*Selected text*.

====================

In-Flight Observations of Multiple-Bit Upset in DRAMs
Gary M. Swift and Steven M. Guertin
Jet Propulsion Laboratory
California Institute of Technology
Pasadena, California

Abstract

In-flight data is examined showing a very high incidence of multiple-bit errors in a solid-state recorder that incorporates error detection and correction. The high MBU rate is shown to be a consequence of the physical selection of memory cell locations in the recorder architecture.
In-Flight Observations of Multiple-Bit Upset in DRAMs†
Gary M. Swift and Steven M. Guertin
Jet Propulsion Laboratory
California Institute of Technology
Pasadena, California

I. INTRODUCTION

The Cassini spacecraft, launched in October 1997 on the way to Saturn’s moon Titan, carries two solid-state recorders that replace magnetic tape recorders for the storage of science data while awaiting relay to earth. TRW built the two identical flight recorders, which each contain 2.5 gigabits of memory. The memory consists of arrays of 4-Mb OKI DRAMs, organized in a 1-Mb x 4 device architecture. DRAMs are highly sensitive to single-event upset [1, 2] and these are no exception [3]. Error-detection-and-correction (EDAC) was used to lower the visible upset rate, and additional shielding was placed around the memory cards to reduce the number of protons and low energy ions from solar events that actually strike the sensitive DRAMs.

====================

*Information supplied*.

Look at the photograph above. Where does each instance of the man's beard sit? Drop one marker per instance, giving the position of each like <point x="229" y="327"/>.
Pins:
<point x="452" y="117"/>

====================

*Tasks for this exercise*.
• A. In the DRAM upset paper, how much memory does each Cassini flight recorder contain?
• B. List every celestial body named in the DRAM upset paper.

*Solution set*.
• A. 2.5 gigabits

• B. Saturn, Titan, earth